YOUR OBJECTIVE –
Copy each line below without leaving any out.
(Beginning of DATASET RECORDS)
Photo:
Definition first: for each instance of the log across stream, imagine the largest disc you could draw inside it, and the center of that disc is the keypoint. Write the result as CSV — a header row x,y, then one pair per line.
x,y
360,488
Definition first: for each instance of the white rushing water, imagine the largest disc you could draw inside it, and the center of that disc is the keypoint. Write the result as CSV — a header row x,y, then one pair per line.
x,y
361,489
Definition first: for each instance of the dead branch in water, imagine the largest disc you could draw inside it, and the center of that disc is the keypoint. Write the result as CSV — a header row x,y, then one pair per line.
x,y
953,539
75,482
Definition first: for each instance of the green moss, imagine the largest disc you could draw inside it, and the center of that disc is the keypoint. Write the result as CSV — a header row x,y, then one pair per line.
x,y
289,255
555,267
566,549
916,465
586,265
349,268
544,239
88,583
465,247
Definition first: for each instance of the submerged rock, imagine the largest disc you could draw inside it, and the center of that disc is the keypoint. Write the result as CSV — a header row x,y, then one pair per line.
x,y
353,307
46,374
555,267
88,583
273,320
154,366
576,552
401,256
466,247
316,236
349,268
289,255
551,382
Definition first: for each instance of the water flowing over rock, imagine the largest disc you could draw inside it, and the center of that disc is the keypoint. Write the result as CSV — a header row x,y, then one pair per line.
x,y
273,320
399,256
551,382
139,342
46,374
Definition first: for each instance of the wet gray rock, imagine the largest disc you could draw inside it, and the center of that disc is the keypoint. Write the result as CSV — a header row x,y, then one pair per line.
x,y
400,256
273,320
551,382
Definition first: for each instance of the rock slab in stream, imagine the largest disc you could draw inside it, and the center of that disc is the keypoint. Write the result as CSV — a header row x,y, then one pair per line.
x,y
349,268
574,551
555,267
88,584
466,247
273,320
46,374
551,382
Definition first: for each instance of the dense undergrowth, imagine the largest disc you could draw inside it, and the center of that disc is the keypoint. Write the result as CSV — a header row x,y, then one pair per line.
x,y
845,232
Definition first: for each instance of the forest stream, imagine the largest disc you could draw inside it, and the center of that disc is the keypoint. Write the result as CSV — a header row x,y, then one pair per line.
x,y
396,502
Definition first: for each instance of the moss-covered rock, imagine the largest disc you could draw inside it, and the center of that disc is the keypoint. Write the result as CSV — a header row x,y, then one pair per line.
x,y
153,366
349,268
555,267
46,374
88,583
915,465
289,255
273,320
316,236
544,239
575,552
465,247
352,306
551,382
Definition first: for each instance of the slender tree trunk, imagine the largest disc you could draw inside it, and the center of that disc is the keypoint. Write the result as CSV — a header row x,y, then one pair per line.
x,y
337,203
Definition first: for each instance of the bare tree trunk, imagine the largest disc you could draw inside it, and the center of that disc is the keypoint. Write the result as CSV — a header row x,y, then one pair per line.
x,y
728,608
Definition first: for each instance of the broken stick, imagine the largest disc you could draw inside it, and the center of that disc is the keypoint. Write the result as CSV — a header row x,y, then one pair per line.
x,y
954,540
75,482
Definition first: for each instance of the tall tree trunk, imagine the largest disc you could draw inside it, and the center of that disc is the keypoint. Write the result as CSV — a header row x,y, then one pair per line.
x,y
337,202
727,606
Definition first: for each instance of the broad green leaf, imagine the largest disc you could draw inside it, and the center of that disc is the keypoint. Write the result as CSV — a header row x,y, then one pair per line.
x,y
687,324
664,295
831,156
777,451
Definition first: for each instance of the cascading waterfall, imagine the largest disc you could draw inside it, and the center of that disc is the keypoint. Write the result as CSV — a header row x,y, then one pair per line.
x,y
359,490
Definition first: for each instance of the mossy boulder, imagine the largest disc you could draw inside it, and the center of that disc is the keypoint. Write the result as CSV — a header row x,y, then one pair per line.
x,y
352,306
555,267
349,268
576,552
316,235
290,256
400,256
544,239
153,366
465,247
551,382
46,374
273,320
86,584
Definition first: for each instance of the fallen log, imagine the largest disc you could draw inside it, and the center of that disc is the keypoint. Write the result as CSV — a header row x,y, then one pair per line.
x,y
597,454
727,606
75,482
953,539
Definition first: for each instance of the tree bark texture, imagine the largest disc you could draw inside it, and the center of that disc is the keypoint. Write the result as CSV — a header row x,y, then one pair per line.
(End of DATASET RECORDS)
EXERCISE RESULT –
Photo:
Definition first: for each instance of the log across stream, imagine the largest disc you could draw inside it, and the center of that disc is the keypoint. Write the result as CSV — a header row x,y, then one pair per line.
x,y
360,488
Definition first: for each instance of the white rushing water, imagine the largest disc you could draw inside it, and the center of that disc is the keypoint. Write the result as CSV — a header row x,y, then one pair per line.
x,y
361,489
Definition first: for each instance of the dead branch in water, imagine the largest disc you could draw inside it, and the center of that disc is the keypoint. Write the result as CSV — a header row x,y, then one pair per line.
x,y
953,539
75,482
Definition first: for each instance of the green moss, imagine the largest disc you could draw inside it, and the center of that disc is the keypoint. Write the result as CSV — a header row x,y, then one pair per line.
x,y
289,255
555,267
566,549
916,465
586,265
349,268
544,239
88,583
465,247
Definition first: for each instance of the submerged rock, imagine the largest disc you could draw inside it, and the center of that disc is the keypoint. Write the result as CSV — a header row x,y, then one pair per line.
x,y
353,307
46,374
555,267
88,583
273,320
154,366
576,552
401,256
466,247
316,236
349,268
289,255
551,382
Definition first: for each instance of the water flowing over rock, imagine the largest disc you could draw inside it, and the center of that disc is the keypoint. Write the result as CSV — a header row x,y, then one pair per line.
x,y
273,320
399,256
551,382
139,342
46,374
Definition first: for each instance of the wet gray rock, imagine the largest disc you could draw inside it, and the center of that disc is the keypoint. Write the result as CSV — a header row x,y, then one pair per line.
x,y
400,256
273,320
551,382
Definition first: for each instance of the rock slab in stream, imagine the largest disc you could draw inside it, and the center of that disc is the keypoint. Write the result as CSV — a header row x,y, then one pair per line.
x,y
349,268
574,551
555,267
88,584
466,247
273,320
46,374
551,382
Definition first: for each instance of the dense undergrowth, imagine the largest disc you could draw inside it, and the center of that disc is the keypoint. Write the result as CSV — a header row x,y, then one pair per line.
x,y
845,232
Definition first: for each instance of the forest stream, imagine the largest disc you could draw inside it, and the center of that disc is the keypoint. Write the result as CSV — a header row x,y, then one pair per line.
x,y
396,502
Definition first: for each instance of the moss-covered rock, imagine the largest disc you could draw inside it, and the center of that disc is the keypoint. Write the result as CSV — a header row x,y, then one pair per line.
x,y
153,366
349,268
555,267
46,374
88,583
915,465
289,255
273,320
316,236
544,239
575,552
465,247
352,306
551,382
Definition first: for each instance of the slender tree trunk, imagine the largest disc you could draw inside it, and the center of that disc is the keypoint. Write the result as CSV — a header row x,y, then one pair per line.
x,y
337,203
Definition first: for each instance of the bare tree trunk, imagine the largest disc you could draw inside it, and the center of that disc is the keypoint. Write the result as CSV — a header row x,y, then one pair per line.
x,y
728,608
Definition first: for each instance of the broken stick, imagine the largest disc you could draw inside it, and the center of that disc is the keypoint. Write the result as CSV — a header row x,y, then one pair per line.
x,y
954,540
75,482
Definition first: for each instance of the tall tree trunk, imagine the largest disc you could draw inside it, and the center of that disc is the keypoint. Write the result as CSV — a header row x,y, then one pair per line.
x,y
337,202
727,606
Definition first: for each instance of the broad green leaf, imagine the largest disc you could draw inside it, and the center of that disc is the keypoint. Write the result as CSV — a header row x,y, then one pair per line.
x,y
687,324
664,295
831,156
777,451
Definition first: for each instance of the cascading waterfall, imagine the largest disc you could draw inside it, and the center of that disc is the keypoint. Write the result as CSV — a header row x,y, then one pair per line.
x,y
359,490
Definition first: for each instance of the mossy boulder, imagine the largest disc you could draw inside it, and the center of that disc is the keypoint. Write the result as CSV — a header row x,y, then one pair per line.
x,y
352,306
555,267
349,268
576,552
316,235
290,256
400,256
544,239
153,366
465,247
551,382
46,374
273,320
86,584
Definition first: for each instance of the fallen log, imagine the largest disc you could draw inside it, and the center of that disc is the keypoint. Write the result as CSV — a header row x,y, then one pair per line.
x,y
597,454
727,606
75,482
953,539
Definition first: for each instance of the tree bark texture, imagine the largest disc you could draw inside it, and the center of that disc is the keypoint. Write the result as CSV — a header row x,y, then one pair per line.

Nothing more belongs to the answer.